**EXTRACTED TEXT:**
■ ■ ■ ■ ■ ■ ■

KEMRI Investigating Depo-Provera Contraceptive's Link to HIV
Kenya Medical Research Institute (KEMRI) is probing whether using injectable contraception to prevent pregnancy increases the risk of contracting HIV.
Past studies suggest that the popular Depo-Provera could double the risk of a woman getting HIV or passing it to a HIV-negative partner.
KEMRI is following 900 women in Kisumu to look if the ingredients in the drug are responsible for the increase in HIV infection, or if it has to do with the sexual behaviour of its users.
Dr Timothy Mastro, a member of the overall study committee, on Wednesday announced that they had concluded the survey and that findings will be released in 2019.
“We will release our findings in mid-next year. The World Health Organisation (WHO) will then convene a committee of experts, which will make recommendations based on the findings,” he told journalists at the ongoing International Family Planning Conference in Kigali, Rwanda.
The KEMRI research is part of the Evidence for Contraceptive Options and HIV Outcomes (ECHO) study which followed a total of 7,830 women using contraceptives in Kenya, South Africa, Zambia, and eSwatini.
Mastro added that the results of this randomised trial would provide the highest quality scientific evidence on hormonal contraceptives and HIV.
Participants were randomly assigned to use any of the three contraceptive methods: Depo-Provera (injectable), the implant and the intrauterine device.
"The study will assess whether the risk of acquiring HIV is different with the use of Depo, Implants and the IUD," he explained.
Injectables are the most popular contraceptives in Kenya, used by about two million women (48 percent of women on contraception).

■ ■ ■ ■ ■ ■ ■

**DATA BELOW:**
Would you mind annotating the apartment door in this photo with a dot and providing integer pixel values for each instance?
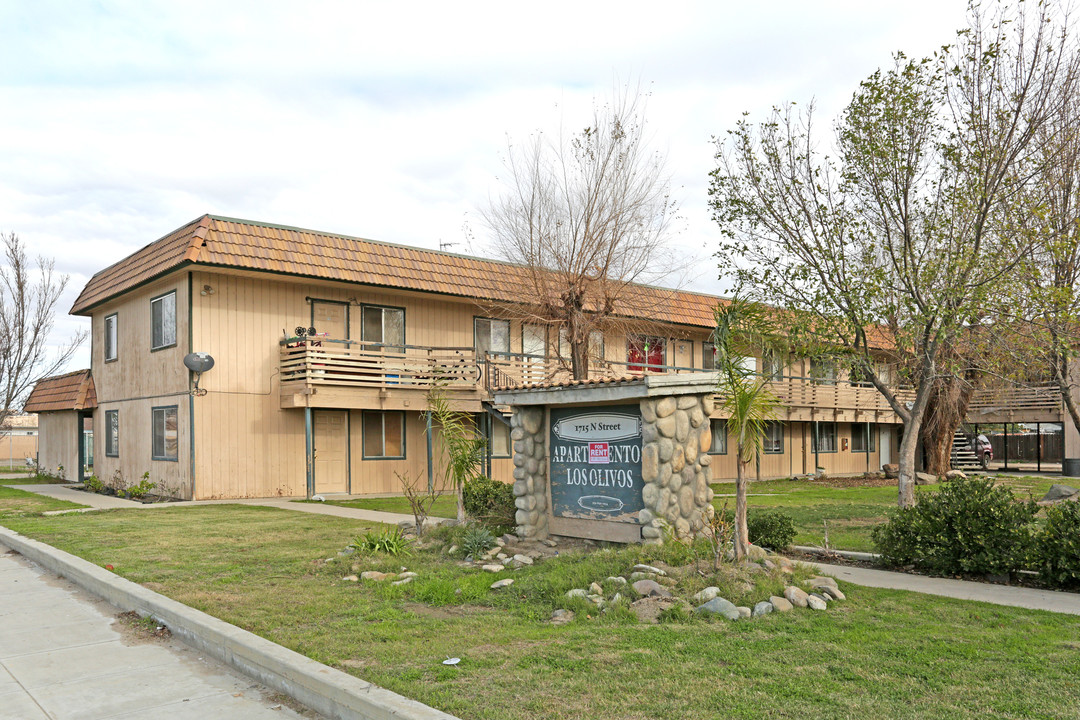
(332, 450)
(331, 318)
(885, 445)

■ ■ ■ ■ ■ ■ ■

**ACTION ITEM A:**
Print the part of the KEMRI contraception article starting with "Mastro added that" and going on through "the intrauterine device.".
**ACTION ITEM B:**
In the KEMRI contraception article, which countries did the ECHO study follow women in?

**RESPONSE BOX A:**
Mastro added that the results of this randomised trial would provide the highest quality scientific evidence on hormonal contraceptives and HIV.
Participants were randomly assigned to use any of the three contraceptive methods: Depo-Provera (injectable), the implant and the intrauterine device.

**RESPONSE BOX B:**
Kenya, South Africa, Zambia, eSwatini